** Opening Data for this exercise block **

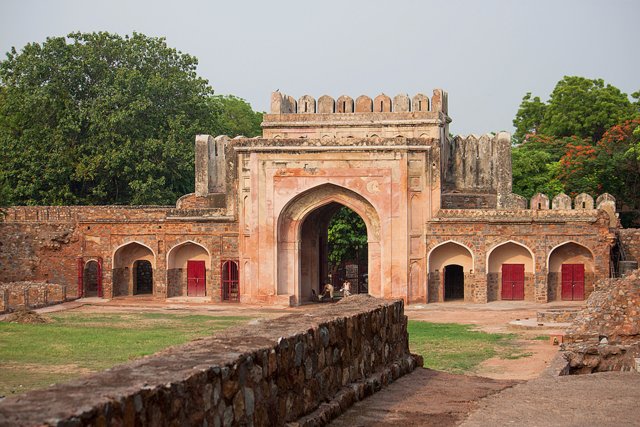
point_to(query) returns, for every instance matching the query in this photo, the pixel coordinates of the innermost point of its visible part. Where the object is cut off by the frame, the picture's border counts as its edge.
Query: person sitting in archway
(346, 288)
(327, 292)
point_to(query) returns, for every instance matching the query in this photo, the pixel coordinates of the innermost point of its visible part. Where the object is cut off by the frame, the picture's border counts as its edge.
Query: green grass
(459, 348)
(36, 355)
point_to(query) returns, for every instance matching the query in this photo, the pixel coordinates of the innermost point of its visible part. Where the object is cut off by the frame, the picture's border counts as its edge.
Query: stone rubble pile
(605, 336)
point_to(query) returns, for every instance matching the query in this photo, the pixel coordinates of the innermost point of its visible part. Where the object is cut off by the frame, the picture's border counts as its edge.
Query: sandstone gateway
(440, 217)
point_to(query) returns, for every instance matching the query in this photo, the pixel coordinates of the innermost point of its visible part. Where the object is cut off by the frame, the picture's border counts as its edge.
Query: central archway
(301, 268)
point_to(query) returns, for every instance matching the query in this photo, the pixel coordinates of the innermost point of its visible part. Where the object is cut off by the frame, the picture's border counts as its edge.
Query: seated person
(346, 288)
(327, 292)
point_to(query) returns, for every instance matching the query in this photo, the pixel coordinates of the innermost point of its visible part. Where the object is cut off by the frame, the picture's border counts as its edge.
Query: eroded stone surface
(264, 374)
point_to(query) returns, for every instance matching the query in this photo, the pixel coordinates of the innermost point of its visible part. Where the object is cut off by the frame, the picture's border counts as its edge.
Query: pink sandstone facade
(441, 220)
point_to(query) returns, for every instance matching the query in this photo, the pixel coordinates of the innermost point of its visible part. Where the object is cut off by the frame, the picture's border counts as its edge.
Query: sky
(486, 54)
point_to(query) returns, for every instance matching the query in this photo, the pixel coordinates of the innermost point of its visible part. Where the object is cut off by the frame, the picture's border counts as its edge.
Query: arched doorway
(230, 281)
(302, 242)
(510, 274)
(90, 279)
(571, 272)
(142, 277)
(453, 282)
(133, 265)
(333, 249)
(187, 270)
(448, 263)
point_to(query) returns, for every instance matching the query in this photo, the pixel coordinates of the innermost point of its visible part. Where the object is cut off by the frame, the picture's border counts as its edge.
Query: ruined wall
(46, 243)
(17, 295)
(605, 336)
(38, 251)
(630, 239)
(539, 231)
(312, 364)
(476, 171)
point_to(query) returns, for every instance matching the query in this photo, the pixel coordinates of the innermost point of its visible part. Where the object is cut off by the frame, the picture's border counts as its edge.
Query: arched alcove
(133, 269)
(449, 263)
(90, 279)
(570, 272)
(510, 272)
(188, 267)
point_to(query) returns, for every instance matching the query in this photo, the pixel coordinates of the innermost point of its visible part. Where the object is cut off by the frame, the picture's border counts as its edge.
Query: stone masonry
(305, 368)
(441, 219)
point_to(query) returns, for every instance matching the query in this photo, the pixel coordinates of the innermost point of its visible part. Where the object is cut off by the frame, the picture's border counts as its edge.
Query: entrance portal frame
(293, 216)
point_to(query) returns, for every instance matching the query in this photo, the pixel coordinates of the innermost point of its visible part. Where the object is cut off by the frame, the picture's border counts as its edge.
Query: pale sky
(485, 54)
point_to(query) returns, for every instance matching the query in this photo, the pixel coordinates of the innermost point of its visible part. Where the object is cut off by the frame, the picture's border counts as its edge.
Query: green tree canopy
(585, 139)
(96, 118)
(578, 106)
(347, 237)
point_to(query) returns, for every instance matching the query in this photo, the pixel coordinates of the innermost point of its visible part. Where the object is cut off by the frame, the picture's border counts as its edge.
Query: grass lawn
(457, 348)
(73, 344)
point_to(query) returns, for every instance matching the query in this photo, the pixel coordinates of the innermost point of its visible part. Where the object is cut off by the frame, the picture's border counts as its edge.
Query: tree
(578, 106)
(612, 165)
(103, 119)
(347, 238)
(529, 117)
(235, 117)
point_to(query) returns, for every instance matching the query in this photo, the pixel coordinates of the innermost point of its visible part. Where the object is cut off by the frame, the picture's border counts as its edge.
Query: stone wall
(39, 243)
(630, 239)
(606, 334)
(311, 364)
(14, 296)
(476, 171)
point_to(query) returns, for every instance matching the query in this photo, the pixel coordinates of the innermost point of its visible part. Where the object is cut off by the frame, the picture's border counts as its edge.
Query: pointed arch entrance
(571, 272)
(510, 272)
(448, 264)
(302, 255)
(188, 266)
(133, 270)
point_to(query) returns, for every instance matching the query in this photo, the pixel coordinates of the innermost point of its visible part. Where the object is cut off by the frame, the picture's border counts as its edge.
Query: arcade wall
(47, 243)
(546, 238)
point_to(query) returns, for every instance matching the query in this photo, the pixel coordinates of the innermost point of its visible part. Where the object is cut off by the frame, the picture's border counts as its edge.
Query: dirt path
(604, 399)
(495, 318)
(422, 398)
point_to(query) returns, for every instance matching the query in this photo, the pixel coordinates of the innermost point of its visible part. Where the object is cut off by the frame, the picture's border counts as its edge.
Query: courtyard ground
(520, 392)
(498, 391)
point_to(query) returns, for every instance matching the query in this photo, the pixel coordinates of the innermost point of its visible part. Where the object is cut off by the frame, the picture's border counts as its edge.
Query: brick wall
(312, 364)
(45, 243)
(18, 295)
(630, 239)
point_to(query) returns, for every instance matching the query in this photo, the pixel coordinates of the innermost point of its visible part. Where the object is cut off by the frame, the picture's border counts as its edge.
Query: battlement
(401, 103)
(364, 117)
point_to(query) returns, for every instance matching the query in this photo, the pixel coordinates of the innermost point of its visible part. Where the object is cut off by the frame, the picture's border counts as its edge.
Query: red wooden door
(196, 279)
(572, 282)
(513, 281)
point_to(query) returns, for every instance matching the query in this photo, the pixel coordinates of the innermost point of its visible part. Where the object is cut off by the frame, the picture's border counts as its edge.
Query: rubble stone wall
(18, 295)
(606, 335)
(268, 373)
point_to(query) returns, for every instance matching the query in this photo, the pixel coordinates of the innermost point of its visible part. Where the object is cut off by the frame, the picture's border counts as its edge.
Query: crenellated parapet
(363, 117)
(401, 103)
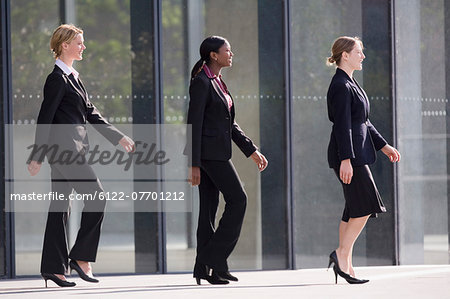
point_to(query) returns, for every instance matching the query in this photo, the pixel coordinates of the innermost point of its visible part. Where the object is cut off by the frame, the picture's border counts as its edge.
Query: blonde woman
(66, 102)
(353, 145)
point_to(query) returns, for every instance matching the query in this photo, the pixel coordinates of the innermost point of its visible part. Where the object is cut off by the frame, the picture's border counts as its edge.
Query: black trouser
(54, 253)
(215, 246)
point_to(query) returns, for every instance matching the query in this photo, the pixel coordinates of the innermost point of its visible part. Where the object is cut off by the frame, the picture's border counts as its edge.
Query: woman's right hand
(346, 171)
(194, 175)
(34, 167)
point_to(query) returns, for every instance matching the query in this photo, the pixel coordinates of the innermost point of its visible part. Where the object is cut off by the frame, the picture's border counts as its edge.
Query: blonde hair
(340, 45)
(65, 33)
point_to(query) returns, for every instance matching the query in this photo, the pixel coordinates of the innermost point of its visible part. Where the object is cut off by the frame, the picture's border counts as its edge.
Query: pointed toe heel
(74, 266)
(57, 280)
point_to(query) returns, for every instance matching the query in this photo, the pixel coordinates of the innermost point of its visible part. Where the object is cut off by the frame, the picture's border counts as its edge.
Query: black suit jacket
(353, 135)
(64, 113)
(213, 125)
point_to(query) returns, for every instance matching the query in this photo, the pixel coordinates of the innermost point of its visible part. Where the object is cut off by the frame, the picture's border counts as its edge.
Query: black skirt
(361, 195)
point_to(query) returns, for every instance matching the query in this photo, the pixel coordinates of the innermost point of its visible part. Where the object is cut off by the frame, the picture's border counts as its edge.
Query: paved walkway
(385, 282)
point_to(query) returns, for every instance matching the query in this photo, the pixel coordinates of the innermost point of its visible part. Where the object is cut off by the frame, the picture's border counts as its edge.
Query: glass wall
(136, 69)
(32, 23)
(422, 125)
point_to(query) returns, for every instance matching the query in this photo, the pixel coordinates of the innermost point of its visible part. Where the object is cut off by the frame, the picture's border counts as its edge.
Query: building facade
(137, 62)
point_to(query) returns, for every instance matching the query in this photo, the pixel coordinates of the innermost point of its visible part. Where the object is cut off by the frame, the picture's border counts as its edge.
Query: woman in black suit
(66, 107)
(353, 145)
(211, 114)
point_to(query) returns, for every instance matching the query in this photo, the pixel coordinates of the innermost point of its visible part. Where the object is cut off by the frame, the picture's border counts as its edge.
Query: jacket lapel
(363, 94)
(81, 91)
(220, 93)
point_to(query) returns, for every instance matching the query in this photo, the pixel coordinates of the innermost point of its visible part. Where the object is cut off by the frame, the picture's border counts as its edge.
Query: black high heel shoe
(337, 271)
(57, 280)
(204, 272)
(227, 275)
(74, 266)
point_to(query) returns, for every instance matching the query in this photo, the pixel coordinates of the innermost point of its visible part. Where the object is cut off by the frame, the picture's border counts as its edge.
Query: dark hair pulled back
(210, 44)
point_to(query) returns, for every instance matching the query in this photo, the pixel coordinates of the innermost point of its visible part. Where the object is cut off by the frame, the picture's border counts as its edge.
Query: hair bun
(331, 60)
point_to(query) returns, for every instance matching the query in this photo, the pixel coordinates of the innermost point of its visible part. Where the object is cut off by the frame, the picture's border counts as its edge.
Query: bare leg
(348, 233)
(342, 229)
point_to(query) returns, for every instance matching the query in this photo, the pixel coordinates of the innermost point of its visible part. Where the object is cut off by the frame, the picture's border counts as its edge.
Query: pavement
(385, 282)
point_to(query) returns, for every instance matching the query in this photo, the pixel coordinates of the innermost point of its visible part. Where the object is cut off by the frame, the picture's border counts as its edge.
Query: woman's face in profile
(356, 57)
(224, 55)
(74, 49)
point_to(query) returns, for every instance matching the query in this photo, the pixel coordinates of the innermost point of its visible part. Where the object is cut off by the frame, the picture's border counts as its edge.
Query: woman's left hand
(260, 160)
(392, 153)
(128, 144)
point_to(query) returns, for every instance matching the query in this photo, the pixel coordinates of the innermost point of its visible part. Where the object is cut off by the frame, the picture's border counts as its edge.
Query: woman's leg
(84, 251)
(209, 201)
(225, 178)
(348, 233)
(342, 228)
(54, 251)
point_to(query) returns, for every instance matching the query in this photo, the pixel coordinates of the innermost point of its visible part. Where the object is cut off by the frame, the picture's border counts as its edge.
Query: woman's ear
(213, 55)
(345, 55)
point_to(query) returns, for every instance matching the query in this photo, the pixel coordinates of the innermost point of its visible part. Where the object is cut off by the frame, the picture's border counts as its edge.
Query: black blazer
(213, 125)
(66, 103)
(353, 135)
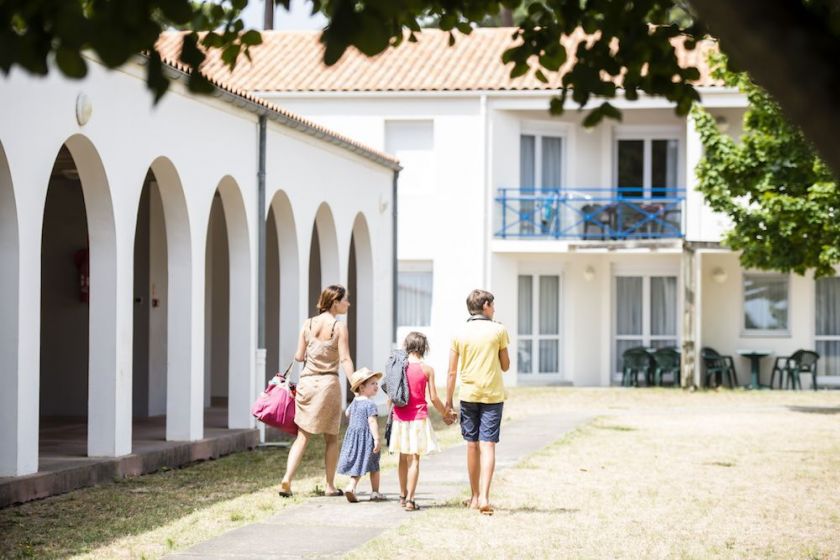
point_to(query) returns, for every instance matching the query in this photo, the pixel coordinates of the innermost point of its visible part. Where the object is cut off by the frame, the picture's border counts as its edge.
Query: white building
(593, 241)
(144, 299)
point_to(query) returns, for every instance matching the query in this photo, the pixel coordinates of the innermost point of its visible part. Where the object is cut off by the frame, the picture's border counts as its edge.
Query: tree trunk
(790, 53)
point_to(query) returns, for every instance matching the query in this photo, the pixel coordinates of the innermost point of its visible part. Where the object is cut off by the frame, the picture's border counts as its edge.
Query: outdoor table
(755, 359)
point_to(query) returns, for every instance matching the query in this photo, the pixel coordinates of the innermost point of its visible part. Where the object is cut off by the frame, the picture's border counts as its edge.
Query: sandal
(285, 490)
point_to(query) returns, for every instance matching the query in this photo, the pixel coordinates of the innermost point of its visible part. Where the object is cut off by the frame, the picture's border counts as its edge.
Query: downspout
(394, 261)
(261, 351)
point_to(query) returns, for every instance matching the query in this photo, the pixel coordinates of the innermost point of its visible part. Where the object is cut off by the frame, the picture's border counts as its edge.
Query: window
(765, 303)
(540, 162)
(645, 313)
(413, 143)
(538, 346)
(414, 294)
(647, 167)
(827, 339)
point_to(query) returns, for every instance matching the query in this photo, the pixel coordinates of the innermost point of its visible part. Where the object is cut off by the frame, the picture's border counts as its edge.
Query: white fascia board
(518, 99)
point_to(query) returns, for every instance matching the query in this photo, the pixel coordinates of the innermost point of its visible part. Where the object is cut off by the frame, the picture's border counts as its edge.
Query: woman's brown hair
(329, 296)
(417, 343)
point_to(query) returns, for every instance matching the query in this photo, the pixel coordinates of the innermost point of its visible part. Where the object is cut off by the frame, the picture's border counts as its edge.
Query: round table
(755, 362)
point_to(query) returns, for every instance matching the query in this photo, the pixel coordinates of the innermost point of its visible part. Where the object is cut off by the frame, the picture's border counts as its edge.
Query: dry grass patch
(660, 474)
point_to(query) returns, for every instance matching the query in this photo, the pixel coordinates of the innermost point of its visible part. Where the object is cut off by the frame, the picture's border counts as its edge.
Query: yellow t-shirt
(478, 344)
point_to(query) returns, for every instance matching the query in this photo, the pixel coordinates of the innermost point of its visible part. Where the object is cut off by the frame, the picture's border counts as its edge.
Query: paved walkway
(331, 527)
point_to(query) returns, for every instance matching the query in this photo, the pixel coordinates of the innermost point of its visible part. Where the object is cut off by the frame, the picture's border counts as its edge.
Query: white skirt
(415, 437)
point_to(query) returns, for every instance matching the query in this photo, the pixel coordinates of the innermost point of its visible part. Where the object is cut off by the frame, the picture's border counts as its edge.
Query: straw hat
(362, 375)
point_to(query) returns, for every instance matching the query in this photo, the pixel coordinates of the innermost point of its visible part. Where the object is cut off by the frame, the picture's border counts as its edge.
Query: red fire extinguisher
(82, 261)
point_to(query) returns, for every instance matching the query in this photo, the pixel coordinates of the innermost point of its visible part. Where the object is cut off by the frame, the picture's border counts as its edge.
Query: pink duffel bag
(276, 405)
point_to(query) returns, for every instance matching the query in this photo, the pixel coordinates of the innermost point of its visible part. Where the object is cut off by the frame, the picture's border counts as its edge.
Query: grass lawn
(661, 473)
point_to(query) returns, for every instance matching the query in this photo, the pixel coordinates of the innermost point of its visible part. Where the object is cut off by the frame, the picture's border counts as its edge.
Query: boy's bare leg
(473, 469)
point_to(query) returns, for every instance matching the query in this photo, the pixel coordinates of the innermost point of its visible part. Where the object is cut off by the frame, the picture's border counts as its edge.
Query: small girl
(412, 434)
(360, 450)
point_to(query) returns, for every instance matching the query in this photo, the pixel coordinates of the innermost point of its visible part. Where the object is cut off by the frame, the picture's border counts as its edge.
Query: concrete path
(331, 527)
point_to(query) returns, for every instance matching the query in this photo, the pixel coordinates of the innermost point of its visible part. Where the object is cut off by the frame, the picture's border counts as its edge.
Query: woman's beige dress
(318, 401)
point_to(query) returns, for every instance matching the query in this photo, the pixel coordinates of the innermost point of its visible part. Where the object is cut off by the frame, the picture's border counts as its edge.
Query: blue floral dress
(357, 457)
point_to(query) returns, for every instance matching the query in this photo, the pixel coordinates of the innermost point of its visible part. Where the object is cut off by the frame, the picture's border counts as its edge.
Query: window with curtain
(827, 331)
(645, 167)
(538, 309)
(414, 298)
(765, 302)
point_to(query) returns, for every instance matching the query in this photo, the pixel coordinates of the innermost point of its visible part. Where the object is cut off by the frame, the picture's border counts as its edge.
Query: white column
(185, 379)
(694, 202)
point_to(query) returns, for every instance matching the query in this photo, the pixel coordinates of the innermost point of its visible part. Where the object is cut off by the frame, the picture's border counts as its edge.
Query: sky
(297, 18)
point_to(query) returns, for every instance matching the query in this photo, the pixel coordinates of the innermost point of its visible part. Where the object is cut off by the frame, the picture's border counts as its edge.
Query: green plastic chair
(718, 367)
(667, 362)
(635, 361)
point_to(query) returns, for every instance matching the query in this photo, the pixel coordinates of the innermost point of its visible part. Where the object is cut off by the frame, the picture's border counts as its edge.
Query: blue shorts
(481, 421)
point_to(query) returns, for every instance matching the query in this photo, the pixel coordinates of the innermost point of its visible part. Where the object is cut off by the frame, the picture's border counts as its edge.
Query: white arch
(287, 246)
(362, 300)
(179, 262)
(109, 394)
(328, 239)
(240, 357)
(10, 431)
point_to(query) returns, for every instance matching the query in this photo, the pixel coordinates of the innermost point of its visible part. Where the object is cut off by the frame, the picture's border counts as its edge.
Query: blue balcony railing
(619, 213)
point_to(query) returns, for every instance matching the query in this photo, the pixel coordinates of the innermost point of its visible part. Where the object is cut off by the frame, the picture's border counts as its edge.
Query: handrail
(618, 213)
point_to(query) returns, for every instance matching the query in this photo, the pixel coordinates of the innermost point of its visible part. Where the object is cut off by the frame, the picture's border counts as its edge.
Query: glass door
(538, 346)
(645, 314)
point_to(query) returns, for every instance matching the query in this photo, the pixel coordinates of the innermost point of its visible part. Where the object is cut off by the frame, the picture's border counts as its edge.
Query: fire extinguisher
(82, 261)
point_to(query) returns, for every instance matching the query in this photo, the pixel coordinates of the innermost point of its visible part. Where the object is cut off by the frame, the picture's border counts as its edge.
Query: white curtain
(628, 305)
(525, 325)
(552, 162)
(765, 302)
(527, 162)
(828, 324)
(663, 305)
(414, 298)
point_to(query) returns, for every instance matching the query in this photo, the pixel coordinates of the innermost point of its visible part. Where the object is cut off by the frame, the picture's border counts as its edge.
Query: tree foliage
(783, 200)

** Closing Data for this exercise block **

### Activity
Please transcribe exactly the line containing "Query: fire extinguisher" and every line after it through the end of the records, and nothing else.

### Solution below
Query: fire extinguisher
(82, 261)
point_to(query) returns, for every instance matching the query in this photo, the pixel coordinates of the innermost point of its visible part. Where the object is cut off by the frame, the picture's border counts as its edge.
Query: white curtain
(628, 305)
(525, 325)
(552, 162)
(765, 302)
(527, 162)
(828, 324)
(663, 305)
(414, 298)
point_to(query) returns, for every instance matching the query in this photo, the pixel coordinates of the innermost point of its visible part. Where the object is cut off by the frame, the picture's border counts as its edge.
Query: tree foliage
(783, 200)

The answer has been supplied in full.